Dataset extract |
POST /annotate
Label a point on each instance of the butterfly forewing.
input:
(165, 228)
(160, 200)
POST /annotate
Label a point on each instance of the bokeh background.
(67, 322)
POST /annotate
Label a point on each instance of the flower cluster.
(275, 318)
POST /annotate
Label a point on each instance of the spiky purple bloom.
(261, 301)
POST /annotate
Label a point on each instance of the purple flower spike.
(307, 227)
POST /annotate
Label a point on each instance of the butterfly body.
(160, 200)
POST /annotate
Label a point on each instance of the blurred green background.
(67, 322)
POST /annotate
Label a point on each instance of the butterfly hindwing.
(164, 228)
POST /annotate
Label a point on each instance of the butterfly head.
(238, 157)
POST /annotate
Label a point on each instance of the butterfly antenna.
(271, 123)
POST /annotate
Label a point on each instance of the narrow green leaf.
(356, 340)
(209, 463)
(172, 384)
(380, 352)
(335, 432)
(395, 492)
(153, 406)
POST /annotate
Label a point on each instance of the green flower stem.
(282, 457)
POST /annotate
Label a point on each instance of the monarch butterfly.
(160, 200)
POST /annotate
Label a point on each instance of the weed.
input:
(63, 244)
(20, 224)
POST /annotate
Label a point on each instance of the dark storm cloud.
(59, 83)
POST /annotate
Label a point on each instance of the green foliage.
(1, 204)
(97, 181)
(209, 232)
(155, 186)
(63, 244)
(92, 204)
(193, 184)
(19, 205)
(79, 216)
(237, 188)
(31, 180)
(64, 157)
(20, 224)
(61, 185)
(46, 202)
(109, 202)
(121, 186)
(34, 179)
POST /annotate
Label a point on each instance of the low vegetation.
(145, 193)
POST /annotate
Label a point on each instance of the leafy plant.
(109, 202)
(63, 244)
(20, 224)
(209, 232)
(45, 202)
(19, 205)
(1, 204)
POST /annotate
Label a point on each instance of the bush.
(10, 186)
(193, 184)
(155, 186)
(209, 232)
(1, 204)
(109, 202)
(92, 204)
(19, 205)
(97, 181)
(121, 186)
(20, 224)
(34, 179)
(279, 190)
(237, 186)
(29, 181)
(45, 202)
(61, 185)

Exercise prompt | A complete, exact copy of the records is what is needed.

Written solution |
POST /annotate
Label a point on each instance of the butterfly forewing.
input:
(165, 228)
(160, 200)
POST /annotate
Label a point on each instance of the bokeh background.
(67, 322)
POST /annotate
Label a point on each instance of the flower cluster.
(275, 318)
POST /annotate
Label a point on each instance of the spiky purple bloom.
(261, 301)
POST /annotate
Label a point on each instance of the purple flower spike.
(307, 227)
POST /annotate
Label a point on each instance of the butterfly body.
(160, 200)
POST /annotate
Label a point on each instance of the blurred green background.
(67, 322)
POST /annotate
Label a point on each instance of the butterfly hindwing.
(164, 228)
POST /annotate
Label a point on each instance of the butterfly head.
(238, 157)
POST /annotate
Label a point on each instance of the butterfly antenna.
(271, 123)
POST /annotate
Label a point on each instance of the narrow green leaf.
(356, 340)
(209, 463)
(172, 384)
(380, 352)
(335, 432)
(395, 492)
(153, 406)
POST /annotate
Label a point on each instance of the green flower stem.
(282, 457)
POST /annotate
Label a point on each instance of the monarch butterfly.
(160, 200)
POST /annotate
Label a point on each instance of the weed.
input:
(63, 244)
(20, 224)
POST /annotate
Label a point on each instance of the dark storm cloud.
(59, 83)
POST /annotate
Label a point on each instance of the green foliage.
(1, 204)
(97, 181)
(209, 232)
(155, 186)
(63, 244)
(92, 204)
(193, 184)
(19, 205)
(79, 216)
(237, 188)
(31, 180)
(64, 157)
(20, 224)
(61, 185)
(46, 202)
(109, 202)
(121, 186)
(34, 179)
POST /annotate
Label a point on each instance of the low vegetation.
(145, 193)
POST /annotate
Label a point on each instance of the leafy plant.
(109, 202)
(63, 244)
(20, 224)
(209, 232)
(45, 202)
(19, 205)
(1, 204)
POST /annotate
Label a point on each instance of the bush.
(10, 186)
(193, 184)
(155, 186)
(209, 232)
(1, 204)
(109, 202)
(92, 204)
(19, 205)
(97, 181)
(121, 186)
(20, 224)
(34, 179)
(279, 190)
(237, 186)
(29, 181)
(45, 202)
(61, 185)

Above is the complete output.